**WRITTEN TASK**:
Arrange every line of the records below as a Markdown table with the columns Row and Line, numbering the rows in order and leaving out any blank lines.

** Start **

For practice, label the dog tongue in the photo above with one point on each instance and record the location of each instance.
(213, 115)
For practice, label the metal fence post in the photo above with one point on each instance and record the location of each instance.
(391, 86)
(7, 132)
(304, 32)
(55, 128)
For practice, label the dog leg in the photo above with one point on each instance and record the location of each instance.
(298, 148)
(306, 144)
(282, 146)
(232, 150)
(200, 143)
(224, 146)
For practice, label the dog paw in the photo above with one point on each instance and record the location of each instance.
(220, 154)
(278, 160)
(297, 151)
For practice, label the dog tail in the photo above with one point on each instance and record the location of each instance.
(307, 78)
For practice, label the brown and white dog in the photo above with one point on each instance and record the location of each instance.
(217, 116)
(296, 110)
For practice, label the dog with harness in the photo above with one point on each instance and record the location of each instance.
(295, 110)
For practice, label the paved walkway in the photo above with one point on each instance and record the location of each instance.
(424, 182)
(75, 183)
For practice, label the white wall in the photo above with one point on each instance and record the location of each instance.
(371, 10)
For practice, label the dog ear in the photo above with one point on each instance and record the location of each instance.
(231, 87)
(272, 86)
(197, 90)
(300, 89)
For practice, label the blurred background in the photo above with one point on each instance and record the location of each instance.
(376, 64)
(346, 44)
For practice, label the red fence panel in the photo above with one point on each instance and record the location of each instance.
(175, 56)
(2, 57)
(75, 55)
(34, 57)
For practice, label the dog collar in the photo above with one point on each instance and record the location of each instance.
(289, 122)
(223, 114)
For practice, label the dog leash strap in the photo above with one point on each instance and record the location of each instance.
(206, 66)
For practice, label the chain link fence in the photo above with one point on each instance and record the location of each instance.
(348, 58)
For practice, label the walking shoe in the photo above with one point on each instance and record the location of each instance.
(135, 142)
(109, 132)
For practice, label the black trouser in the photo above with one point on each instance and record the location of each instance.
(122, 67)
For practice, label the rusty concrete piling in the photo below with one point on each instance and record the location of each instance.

** End **

**ANSWER**:
| Row | Line |
|---|---|
| 1 | For practice, label the dog tongue in the photo above with one point on each instance and record the location of each instance. |
| 2 | (213, 115) |
| 3 | For practice, label the metal fence post in the photo above with one point on each instance and record the location of each instance. |
| 4 | (391, 86) |
| 5 | (7, 132) |
| 6 | (304, 32) |
| 7 | (55, 128) |
| 8 | For practice, label the dog leg in the photo above with one point on each instance and record the location of each instance. |
| 9 | (298, 148) |
| 10 | (306, 144) |
| 11 | (282, 146) |
| 12 | (232, 150) |
| 13 | (200, 143) |
| 14 | (224, 146) |
| 15 | For practice, label the dog paw in the photo above with one point on each instance and record the location of each instance. |
| 16 | (220, 154) |
| 17 | (278, 160) |
| 18 | (297, 151) |
| 19 | For practice, label the dog tail in the photo above with one point on each instance and record the location of each instance. |
| 20 | (307, 78) |
| 21 | For practice, label the brown and white dog in the photo above with one point on each instance and record the location of each instance. |
| 22 | (217, 116) |
| 23 | (296, 110) |
| 24 | For practice, label the dog with harness in the photo above with one point on each instance and record the location of each instance. |
| 25 | (295, 110) |
| 26 | For practice, label the paved walkway in the photo above with one point on each instance and record the location of each instance. |
| 27 | (424, 182) |
| 28 | (75, 183) |
| 29 | For practice, label the white wall in the photo above with one point on each instance and record the location of each instance. |
| 30 | (371, 10) |
| 31 | For practice, label the dog ear in the photo above with one point on each instance and record the location of each instance. |
| 32 | (231, 87) |
| 33 | (272, 86) |
| 34 | (197, 90) |
| 35 | (300, 89) |
| 36 | For practice, label the blurred background in the photo above with one point on each instance and record the location of each instance. |
| 37 | (376, 64) |
| 38 | (346, 44) |
| 39 | For practice, label the red fence panel in the photo above with one point on each instance and record the location of each instance. |
| 40 | (175, 56) |
| 41 | (2, 57) |
| 42 | (75, 55) |
| 43 | (34, 57) |
| 44 | For practice, label the dog collar in the photo above with one point on each instance and record the location of each instance. |
| 45 | (289, 122) |
| 46 | (223, 114) |
| 47 | For practice, label the dog leash strap in the photo above with one point on each instance and record the location of each instance. |
| 48 | (206, 66) |
| 49 | For practice, label the chain link fence in the photo above with one point on each instance and record the location of each instance. |
| 50 | (348, 58) |
| 51 | For practice, label the walking shoe in the photo above with one point on each instance and record the location of each instance. |
| 52 | (135, 142) |
| 53 | (109, 132) |
| 54 | For practice, label the black trouser in the photo above with one point on each instance and record the location of each instance. |
| 55 | (122, 67) |
| 56 | For practice, label the rusty concrete piling in the photo below with one point on each instance and record the location of each instance. |